Material>
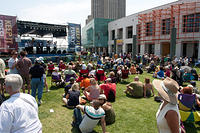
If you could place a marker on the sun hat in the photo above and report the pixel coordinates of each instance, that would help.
(37, 60)
(167, 88)
(102, 96)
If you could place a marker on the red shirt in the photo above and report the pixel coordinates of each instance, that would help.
(107, 87)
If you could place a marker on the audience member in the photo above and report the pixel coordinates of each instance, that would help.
(135, 88)
(92, 115)
(168, 117)
(19, 114)
(12, 63)
(93, 91)
(71, 100)
(23, 65)
(148, 88)
(107, 107)
(37, 82)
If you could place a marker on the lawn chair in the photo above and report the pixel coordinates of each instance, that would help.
(186, 108)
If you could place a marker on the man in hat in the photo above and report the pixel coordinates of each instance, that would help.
(107, 88)
(135, 88)
(37, 81)
(93, 114)
(67, 87)
(168, 117)
(23, 65)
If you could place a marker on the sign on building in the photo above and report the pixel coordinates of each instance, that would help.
(8, 33)
(74, 37)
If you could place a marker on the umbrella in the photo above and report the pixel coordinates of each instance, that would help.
(186, 68)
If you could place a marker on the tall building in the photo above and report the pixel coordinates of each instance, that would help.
(108, 9)
(95, 32)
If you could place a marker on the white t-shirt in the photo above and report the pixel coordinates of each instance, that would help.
(11, 61)
(91, 119)
(161, 121)
(19, 114)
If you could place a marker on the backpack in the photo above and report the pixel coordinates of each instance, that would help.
(111, 96)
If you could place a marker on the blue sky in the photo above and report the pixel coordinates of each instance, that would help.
(63, 11)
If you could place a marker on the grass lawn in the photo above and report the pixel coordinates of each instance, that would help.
(132, 115)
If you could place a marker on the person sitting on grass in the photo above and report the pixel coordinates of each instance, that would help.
(50, 68)
(133, 69)
(92, 115)
(113, 77)
(72, 98)
(56, 76)
(135, 88)
(107, 107)
(109, 89)
(85, 82)
(148, 88)
(167, 71)
(67, 87)
(139, 70)
(92, 92)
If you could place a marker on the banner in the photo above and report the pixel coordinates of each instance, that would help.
(74, 37)
(8, 33)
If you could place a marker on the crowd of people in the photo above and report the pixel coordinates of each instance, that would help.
(90, 87)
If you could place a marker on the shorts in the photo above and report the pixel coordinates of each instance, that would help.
(26, 79)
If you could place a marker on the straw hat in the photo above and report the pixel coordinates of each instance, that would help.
(168, 89)
(102, 96)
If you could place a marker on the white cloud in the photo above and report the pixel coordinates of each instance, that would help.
(75, 11)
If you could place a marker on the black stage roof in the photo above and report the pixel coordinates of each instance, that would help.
(27, 27)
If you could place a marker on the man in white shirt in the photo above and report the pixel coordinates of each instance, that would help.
(93, 114)
(18, 114)
(12, 63)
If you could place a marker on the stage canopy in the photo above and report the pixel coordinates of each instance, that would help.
(27, 27)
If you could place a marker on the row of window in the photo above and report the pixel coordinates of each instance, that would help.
(191, 23)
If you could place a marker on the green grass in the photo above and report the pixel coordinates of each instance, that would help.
(132, 115)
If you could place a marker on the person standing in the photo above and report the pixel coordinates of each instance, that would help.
(18, 114)
(2, 75)
(23, 65)
(168, 117)
(12, 63)
(37, 81)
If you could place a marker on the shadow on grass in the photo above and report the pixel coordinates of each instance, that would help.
(76, 130)
(129, 96)
(190, 127)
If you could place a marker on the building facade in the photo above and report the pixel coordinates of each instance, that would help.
(153, 29)
(108, 9)
(95, 35)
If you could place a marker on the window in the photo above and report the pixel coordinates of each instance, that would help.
(129, 33)
(112, 34)
(120, 34)
(139, 31)
(150, 29)
(166, 26)
(191, 23)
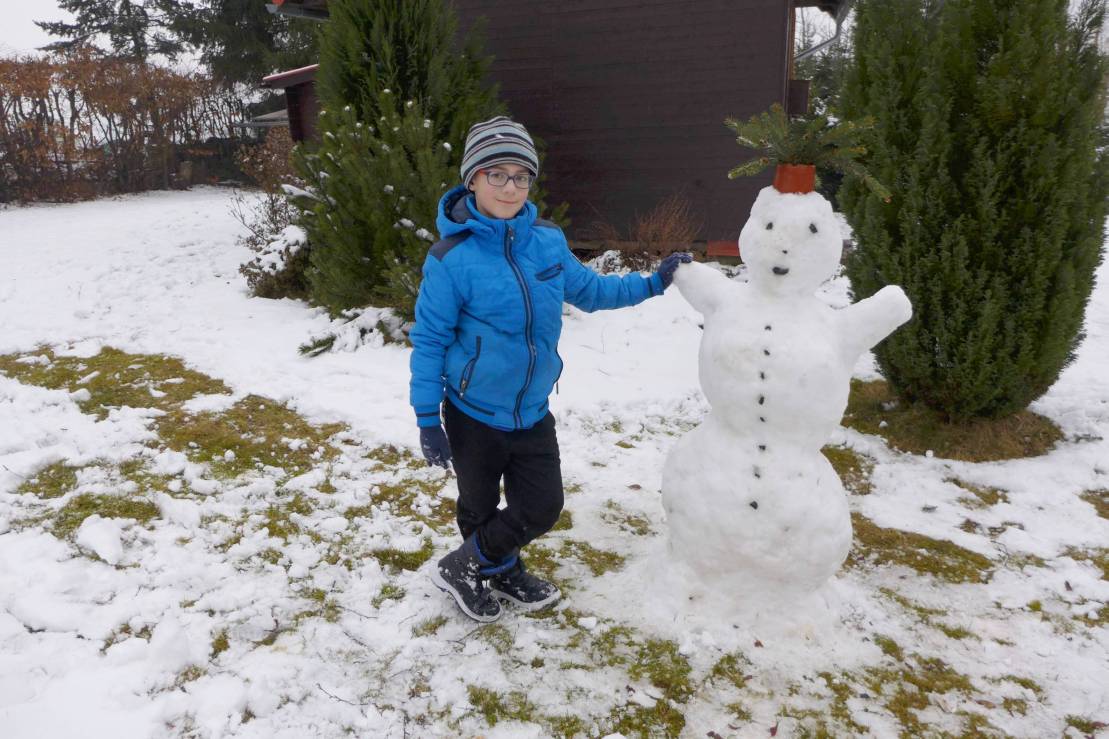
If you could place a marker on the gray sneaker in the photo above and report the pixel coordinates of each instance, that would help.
(459, 574)
(519, 586)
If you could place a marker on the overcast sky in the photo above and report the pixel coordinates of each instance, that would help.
(18, 31)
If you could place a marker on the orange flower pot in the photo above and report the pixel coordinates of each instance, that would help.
(795, 178)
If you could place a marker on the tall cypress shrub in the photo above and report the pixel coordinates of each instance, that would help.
(990, 134)
(397, 95)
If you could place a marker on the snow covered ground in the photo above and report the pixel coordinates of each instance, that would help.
(290, 597)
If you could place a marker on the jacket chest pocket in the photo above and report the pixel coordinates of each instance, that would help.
(548, 273)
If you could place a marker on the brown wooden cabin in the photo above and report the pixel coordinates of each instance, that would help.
(629, 98)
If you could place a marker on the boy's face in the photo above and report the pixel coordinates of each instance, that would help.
(499, 202)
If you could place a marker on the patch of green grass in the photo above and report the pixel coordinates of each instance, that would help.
(567, 726)
(939, 558)
(907, 688)
(429, 626)
(405, 559)
(841, 692)
(731, 668)
(191, 674)
(496, 707)
(565, 522)
(955, 631)
(740, 711)
(1098, 557)
(543, 562)
(1027, 684)
(414, 498)
(51, 482)
(277, 517)
(70, 516)
(252, 433)
(115, 378)
(598, 560)
(853, 468)
(389, 591)
(136, 472)
(927, 615)
(657, 660)
(889, 648)
(498, 637)
(323, 607)
(220, 644)
(1088, 727)
(662, 720)
(124, 633)
(917, 428)
(390, 457)
(980, 497)
(1099, 499)
(636, 524)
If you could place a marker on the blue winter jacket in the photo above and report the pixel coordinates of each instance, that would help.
(489, 313)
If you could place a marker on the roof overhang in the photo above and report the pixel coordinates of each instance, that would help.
(265, 121)
(838, 11)
(312, 9)
(293, 77)
(831, 7)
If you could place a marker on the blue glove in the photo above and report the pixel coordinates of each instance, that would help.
(433, 439)
(669, 265)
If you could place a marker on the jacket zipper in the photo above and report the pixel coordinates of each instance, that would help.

What is expected>
Images should not appear in the copy; retype the listing above exactly.

Task output>
If you could place a marker on the sun hat in the photo above and report the pixel coordinates of each instance, that would help.
(37, 60)
(167, 88)
(102, 96)
If you could place a marker on the red shirt in the photo above and report the pixel coordinates of each instance, that would help.
(107, 87)
If you could place a marker on the audience member in the photo above and report the pixel coordinates of each instance, that would help.
(135, 88)
(92, 115)
(168, 117)
(19, 114)
(12, 63)
(93, 91)
(71, 100)
(23, 65)
(148, 88)
(107, 107)
(37, 82)
If you could place a marker on the lawn chair in the photo above and report the pixel coordinates of each instance, that would help.
(186, 108)
If you could place a marker on the man in hat in the photo above and report the pixel coordinates of each instance, that would help.
(107, 88)
(135, 88)
(37, 81)
(93, 114)
(67, 87)
(168, 117)
(23, 65)
If you could place a marker on the sign on building in the photo above and report the pixel coordinates of each instance, that would help.
(8, 33)
(74, 37)
If you could place a marker on the umbrella in the photo above and report the pixel coordinates of each instance, that would help.
(186, 68)
If you could place a marker on the tall building in the photo above and report the pixel coordinates of each instance, that would help.
(108, 9)
(95, 32)
If you could place a marker on the white t-shirt in the photo above and report the pixel coordinates of each instance, that would help.
(11, 61)
(91, 119)
(161, 121)
(19, 114)
If you could place a marker on the backpack in the photo above and report the pixel coordinates of each instance, that would help.
(111, 96)
If you could place a marker on the blue sky in the photo above and report the pixel coordinates of each instance, that would help.
(63, 11)
If you could place a marker on the grass lawn in the photo above and report the pixel coordinates of each instance, that would help.
(132, 115)
If you could place a marker on the person sitting on grass in the photo above and report the pixel coordinates of each instance, that would help.
(50, 68)
(133, 69)
(92, 115)
(113, 77)
(72, 98)
(56, 76)
(135, 88)
(107, 107)
(109, 89)
(85, 82)
(148, 88)
(167, 71)
(67, 87)
(139, 70)
(92, 92)
If you could place a marker on the banner in the photo above and report the pixel coordinates of each instance, that would help.
(74, 37)
(8, 33)
If you could place a marker on the crowd of people in the photo above and report the pixel coordinates of each instance, that would help.
(90, 87)
If you could place a marker on the shorts in the photo above and report the pixel coordinates of each instance, that would help.
(26, 79)
If you could place a marker on the straw hat in the photo above and report the pixel coordinates of each instance, that would help.
(168, 89)
(102, 96)
If you could place a marker on the white cloud in the photo above and report the pixel coordinates of each instance, that would help.
(75, 11)
If you could place a marker on the black stage roof in the photo above and report the pixel coordinates of each instance, that would help.
(27, 27)
If you could place a marker on the man in white shirt in the photo above and report the pixel coordinates of each instance, that would help.
(93, 114)
(18, 114)
(12, 63)
If you could place a marker on the stage canopy in the photo above and report the pixel coordinates of each instance, that would help.
(27, 27)
If you could place a marker on the row of window in the photo above and report the pixel coordinates of each instance, that would help.
(191, 23)
If you could place a marker on the green grass in the photo above and report the pixel coordinates of each instance, that would help.
(132, 115)
If you could place a marker on the person standing in the photo above and report the pixel coordinates of each instance, that would help.
(18, 114)
(2, 75)
(23, 65)
(168, 117)
(12, 63)
(37, 81)
If you could place a marker on the shadow on grass in the photo above and report the pixel coordinates of each instance, that would help.
(76, 130)
(129, 96)
(190, 127)
If you could place a marker on the building facade in the photo above and report the pixel coordinates of each instance, that would help.
(153, 29)
(108, 9)
(95, 35)
If you could place a marker on the window in the photo above and report the pixel coordinates of each instance, that would help.
(129, 33)
(112, 34)
(120, 34)
(139, 31)
(150, 29)
(166, 26)
(191, 23)
If you could place a marker on the gray sneaker in the photo above and report the pixel coordinates of each instance, that would help.
(459, 574)
(519, 586)
If you could place a marker on the overcast sky in the photo above and report the pixel coordinates of each instance, that would help.
(18, 31)
If you could place a marker on the orange flower pot in the photo above and report the pixel coordinates of each instance, that would help.
(795, 178)
If you could place a marker on the tall cypress shrub in the photo above and report the pixel coordinates of each instance, that would help.
(990, 134)
(397, 95)
If you could place a marker on the snow covered ground in the photo above and report the pixel coordinates of each instance, that would help.
(290, 597)
If you could place a marker on the jacket chest pocket in the photo above and report the pixel coordinates of each instance, that would help.
(548, 273)
If you could place a marker on the brown wooden cabin in the photo above and report the pixel coordinates of each instance, that would help.
(629, 98)
If you could place a marker on the boy's face in the photo above and report the pixel coordinates of each instance, that would help.
(499, 202)
If you could place a marker on the patch of green grass in the photo above and report the pixel coordinates of each instance, that would help.
(567, 726)
(939, 558)
(907, 688)
(429, 626)
(405, 559)
(841, 692)
(731, 668)
(191, 674)
(496, 707)
(565, 522)
(955, 631)
(740, 711)
(1098, 557)
(543, 562)
(1027, 684)
(414, 498)
(51, 482)
(277, 517)
(70, 516)
(252, 433)
(115, 378)
(598, 560)
(853, 468)
(389, 591)
(136, 472)
(927, 615)
(657, 660)
(889, 648)
(498, 637)
(323, 607)
(220, 644)
(1088, 727)
(662, 720)
(124, 633)
(917, 428)
(390, 457)
(980, 497)
(1099, 499)
(636, 524)
If you could place a marker on the blue winter jacket in the photo above and report the pixel coordinates of each instance, that would help.
(489, 313)
If you could place a marker on the roof overhang in the photo above and report the pixel coordinates of each instance, that would help.
(265, 121)
(838, 11)
(312, 9)
(293, 77)
(831, 7)
If you could place a marker on the blue glove in the photo above and report the pixel coordinates of each instance, that would help.
(433, 439)
(669, 265)
If you could place a marker on the jacket zipper in the photo above and report the pixel coordinates of each instance, that would help.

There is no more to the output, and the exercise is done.